DIRECTIONS: Extend the news report on the crowdfunding appeal for Kia Gott, starting after its final sentence.

CROWDFUNDERS have raised more than £36,000 in just weeks for meningitis tot Kia Gott who has had all four limbs amputated.

A new Justgiving appeal was posted this week at justgiving.com/crowdfunding/cheryl-dibbin with a new target of £10,000 to help Kia’s family from Wyke make plans for a brighter future for her.

Kia’s parents Paul and Vikki have been told she will be in the High Dependency Unit for at least another three months before she can be transferred onto a children’s ward - if well enough.

Doctors struggled earlier this week to stop bleeding from Kia’s stumps but the 11-month-old has rallied round yet again, said Mr Gott’s aunt Donna Gott.

“She is a little fighter. We get bad news and then she comes round again. Nurses rang Vikki today to say she was wide-eyed and watching them move around her bed. Paul was so excited he rushed over there,” she added.

Kia’s mum is still staying overnight at Leeds General Infirmary, being joined at weekends by her other children Kayden, eight, and Elsie who is four.

Over the next three months surgeons will be carrying out skin grafts and physiotherapists have just started trying to sit Kia up using a bean bag.

Mrs Gott said: “Kia’s family have a long, hard road ahead of them which is why we need to keep up the crowdfunding and get any help we can for them.

RECORD EXTRACTS:
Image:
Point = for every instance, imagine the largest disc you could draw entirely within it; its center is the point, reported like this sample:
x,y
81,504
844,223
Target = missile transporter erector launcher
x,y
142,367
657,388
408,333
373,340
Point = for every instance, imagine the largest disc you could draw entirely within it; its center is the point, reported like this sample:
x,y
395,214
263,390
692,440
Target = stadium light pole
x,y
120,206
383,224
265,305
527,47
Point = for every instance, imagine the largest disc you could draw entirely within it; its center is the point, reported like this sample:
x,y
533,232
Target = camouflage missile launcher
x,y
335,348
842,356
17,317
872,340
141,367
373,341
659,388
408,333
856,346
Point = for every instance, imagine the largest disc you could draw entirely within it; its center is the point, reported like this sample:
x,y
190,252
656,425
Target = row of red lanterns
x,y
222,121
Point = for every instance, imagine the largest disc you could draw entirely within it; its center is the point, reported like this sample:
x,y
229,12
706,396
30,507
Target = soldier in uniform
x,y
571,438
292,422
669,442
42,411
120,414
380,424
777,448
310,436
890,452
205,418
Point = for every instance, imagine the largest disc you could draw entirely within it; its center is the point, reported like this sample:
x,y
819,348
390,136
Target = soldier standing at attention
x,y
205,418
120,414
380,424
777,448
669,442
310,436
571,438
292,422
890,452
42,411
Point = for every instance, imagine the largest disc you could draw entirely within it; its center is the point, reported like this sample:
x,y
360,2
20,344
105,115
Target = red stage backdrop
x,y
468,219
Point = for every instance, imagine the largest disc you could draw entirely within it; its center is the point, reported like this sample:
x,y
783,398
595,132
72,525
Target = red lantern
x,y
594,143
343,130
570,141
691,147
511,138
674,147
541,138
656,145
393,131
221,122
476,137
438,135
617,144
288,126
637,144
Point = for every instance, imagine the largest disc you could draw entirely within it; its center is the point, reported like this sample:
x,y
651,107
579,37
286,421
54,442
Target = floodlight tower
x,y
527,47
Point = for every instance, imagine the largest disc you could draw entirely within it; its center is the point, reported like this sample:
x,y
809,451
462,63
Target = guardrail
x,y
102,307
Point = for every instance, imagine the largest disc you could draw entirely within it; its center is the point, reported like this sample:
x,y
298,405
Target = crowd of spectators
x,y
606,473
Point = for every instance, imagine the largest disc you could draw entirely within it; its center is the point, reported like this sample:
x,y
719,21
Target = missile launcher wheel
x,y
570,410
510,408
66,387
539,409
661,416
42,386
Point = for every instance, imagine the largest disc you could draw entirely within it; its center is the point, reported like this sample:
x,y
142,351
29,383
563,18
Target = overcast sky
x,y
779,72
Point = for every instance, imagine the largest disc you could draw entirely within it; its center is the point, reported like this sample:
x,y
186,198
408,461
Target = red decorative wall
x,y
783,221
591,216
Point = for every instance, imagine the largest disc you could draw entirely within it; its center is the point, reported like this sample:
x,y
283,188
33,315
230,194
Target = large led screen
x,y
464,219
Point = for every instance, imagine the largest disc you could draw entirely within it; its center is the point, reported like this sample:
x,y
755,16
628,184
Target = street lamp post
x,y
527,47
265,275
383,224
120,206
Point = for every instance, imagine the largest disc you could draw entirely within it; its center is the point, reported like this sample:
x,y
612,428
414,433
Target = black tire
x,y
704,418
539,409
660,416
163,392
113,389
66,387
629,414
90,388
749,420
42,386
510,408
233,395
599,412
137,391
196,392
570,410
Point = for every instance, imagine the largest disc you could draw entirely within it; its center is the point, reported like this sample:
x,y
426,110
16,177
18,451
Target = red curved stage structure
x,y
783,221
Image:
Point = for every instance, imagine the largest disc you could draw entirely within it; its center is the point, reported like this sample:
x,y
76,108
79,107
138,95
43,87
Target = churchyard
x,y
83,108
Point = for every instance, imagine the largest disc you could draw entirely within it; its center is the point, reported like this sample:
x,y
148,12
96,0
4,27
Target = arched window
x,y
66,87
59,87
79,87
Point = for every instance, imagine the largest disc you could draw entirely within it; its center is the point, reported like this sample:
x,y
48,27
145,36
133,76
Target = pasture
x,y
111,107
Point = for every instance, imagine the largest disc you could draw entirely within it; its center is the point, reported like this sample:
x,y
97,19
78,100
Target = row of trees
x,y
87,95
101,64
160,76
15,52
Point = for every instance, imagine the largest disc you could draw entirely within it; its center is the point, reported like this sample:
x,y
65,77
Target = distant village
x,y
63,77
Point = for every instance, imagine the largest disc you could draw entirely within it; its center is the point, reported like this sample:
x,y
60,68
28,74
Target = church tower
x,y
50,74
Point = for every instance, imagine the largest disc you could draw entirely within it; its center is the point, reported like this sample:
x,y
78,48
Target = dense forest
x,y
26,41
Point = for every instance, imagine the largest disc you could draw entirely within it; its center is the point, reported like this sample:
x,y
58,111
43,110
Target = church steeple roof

TASK OUTPUT:
“Vikki and Paul have read every message and have been able to take some comfort from some of the messages from people who have been in similar situations.

“Hopefully we will get to the stage where Kia will need prosthetics. They cost about £3,000 each. the NHS ones are cumbersome any anyone they don’t give them to babies until they are about four, I think. We want Kia to have a bright future and the crowdfunding will help us do that.”

Mrs Gott said the family was focusing on Kia’s day to day progress but would eventually have to think about moving house.

“They have a terraced house at the moment but they will need specific adaptations which will probably mean they will have to move home but I know they will want to stay in Wyke because they have so much support there.”

Earlier this month the Telegraph & Argus reported how Sophie, Countess of Wessex, who is Patron of the Meningitis Now charity, had written a letter of support to the family saying she was heartbroken at their plight.

Doctors have warned that baby Kia could lose her sight, her hearing and be 90 per cent brain damaged by meningitis C septicaemia.

Kia’s dad discovered the rash two months ago on his daughter’s face, neck and chest - a known symptom of meningococcal septicemia - after going to check on her in the middle of the night .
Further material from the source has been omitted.